(TASK OBJECTIVE): Each line of the entries below that includes "bare" belongs in your answer.
--- --- ---
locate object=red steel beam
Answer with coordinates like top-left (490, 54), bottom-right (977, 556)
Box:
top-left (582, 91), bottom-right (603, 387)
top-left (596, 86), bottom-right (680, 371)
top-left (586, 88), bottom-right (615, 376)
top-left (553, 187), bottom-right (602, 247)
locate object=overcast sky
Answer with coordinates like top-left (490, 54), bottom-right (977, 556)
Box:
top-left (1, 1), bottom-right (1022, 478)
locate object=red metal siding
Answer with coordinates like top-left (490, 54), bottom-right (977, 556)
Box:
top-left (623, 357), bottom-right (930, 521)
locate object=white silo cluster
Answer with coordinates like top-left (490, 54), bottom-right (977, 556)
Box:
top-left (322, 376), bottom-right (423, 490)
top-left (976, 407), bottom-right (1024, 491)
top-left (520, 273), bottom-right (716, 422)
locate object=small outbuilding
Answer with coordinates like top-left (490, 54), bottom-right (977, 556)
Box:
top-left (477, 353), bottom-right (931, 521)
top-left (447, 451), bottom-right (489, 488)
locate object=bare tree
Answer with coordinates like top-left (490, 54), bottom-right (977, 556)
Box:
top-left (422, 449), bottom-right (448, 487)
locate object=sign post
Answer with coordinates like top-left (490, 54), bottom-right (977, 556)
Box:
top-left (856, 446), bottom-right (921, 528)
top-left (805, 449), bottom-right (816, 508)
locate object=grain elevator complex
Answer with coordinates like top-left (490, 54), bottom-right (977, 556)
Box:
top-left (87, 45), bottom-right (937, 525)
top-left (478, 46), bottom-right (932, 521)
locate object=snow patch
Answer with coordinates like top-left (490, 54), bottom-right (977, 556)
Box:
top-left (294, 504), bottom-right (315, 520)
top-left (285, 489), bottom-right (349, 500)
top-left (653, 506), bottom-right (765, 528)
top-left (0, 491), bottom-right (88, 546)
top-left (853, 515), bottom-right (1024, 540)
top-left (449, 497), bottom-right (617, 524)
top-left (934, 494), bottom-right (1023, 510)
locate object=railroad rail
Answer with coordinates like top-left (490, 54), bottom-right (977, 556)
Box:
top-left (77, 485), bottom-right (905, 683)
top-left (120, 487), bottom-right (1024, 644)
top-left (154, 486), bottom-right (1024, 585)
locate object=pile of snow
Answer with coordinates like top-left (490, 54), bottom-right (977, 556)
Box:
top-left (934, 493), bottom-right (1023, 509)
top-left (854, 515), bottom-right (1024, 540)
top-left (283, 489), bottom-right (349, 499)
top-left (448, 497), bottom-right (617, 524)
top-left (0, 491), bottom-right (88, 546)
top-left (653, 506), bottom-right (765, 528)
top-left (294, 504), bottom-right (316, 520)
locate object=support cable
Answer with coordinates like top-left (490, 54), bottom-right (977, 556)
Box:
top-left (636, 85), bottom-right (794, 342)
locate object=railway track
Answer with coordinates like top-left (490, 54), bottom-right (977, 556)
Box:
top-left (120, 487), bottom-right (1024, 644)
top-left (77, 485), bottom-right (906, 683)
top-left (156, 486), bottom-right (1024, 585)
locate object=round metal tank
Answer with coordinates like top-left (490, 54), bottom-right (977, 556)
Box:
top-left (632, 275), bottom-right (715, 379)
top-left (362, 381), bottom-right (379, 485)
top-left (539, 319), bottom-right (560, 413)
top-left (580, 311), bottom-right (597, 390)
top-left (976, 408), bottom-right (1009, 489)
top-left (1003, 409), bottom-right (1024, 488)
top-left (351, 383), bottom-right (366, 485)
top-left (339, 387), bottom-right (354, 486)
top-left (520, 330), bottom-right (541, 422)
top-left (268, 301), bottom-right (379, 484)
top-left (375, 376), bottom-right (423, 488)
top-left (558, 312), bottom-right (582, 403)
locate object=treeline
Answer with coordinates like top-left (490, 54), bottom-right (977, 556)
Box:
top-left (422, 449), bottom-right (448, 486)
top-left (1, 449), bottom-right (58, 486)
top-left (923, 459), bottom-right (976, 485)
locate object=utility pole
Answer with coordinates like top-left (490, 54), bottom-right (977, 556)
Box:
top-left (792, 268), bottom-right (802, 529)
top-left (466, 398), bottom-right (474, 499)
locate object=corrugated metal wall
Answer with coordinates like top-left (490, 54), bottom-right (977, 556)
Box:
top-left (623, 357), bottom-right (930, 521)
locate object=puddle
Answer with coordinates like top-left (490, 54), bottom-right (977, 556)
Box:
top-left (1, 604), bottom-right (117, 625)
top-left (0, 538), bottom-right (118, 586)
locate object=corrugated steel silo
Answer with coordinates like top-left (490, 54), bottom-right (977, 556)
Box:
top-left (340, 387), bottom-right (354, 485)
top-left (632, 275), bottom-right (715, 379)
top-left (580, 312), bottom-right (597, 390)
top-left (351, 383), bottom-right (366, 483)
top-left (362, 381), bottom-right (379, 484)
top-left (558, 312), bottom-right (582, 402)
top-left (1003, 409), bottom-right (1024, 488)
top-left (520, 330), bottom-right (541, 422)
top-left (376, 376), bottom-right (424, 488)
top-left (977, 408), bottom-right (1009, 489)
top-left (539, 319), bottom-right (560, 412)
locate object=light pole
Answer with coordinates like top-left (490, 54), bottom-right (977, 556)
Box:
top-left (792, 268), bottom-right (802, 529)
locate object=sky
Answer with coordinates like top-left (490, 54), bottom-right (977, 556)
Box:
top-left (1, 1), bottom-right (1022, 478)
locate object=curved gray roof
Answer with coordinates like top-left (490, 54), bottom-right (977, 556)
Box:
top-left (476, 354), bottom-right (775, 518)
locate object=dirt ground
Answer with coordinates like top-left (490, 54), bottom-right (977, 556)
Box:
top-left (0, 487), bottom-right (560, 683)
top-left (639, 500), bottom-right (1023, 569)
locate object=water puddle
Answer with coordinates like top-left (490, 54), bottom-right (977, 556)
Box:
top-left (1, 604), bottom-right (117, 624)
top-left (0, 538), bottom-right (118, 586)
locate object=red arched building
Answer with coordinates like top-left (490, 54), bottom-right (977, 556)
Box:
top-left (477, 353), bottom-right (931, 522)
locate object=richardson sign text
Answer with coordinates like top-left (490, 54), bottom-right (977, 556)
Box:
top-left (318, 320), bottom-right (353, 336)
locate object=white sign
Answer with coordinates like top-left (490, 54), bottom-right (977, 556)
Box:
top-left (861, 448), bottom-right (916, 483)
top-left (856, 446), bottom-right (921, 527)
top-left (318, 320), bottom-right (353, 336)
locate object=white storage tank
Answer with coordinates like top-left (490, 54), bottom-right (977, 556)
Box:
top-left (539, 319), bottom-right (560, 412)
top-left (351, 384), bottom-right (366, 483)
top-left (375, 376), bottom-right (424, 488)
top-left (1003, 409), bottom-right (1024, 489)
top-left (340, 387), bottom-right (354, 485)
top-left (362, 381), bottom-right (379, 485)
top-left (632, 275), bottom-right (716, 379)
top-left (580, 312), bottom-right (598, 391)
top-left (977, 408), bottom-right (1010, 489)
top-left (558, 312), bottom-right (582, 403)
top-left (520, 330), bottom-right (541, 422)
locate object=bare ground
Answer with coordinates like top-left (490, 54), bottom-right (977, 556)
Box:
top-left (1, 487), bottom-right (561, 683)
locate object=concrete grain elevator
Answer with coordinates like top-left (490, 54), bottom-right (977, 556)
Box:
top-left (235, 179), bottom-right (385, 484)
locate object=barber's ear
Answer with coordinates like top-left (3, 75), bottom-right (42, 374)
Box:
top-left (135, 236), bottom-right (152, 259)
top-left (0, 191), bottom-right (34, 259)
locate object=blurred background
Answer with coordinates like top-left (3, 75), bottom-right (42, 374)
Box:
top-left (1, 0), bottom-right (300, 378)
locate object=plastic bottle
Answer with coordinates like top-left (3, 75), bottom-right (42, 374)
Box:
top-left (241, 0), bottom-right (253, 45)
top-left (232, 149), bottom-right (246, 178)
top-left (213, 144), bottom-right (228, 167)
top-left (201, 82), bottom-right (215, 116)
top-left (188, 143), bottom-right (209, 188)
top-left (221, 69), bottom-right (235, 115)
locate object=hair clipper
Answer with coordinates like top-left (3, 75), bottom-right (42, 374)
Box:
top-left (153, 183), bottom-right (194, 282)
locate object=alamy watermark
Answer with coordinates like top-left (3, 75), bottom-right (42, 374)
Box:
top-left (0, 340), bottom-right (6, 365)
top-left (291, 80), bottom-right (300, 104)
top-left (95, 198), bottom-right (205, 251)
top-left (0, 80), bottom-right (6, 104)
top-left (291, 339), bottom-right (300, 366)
--- --- ---
(TASK RESULT):
locate object=bare tree
locate object=bare ground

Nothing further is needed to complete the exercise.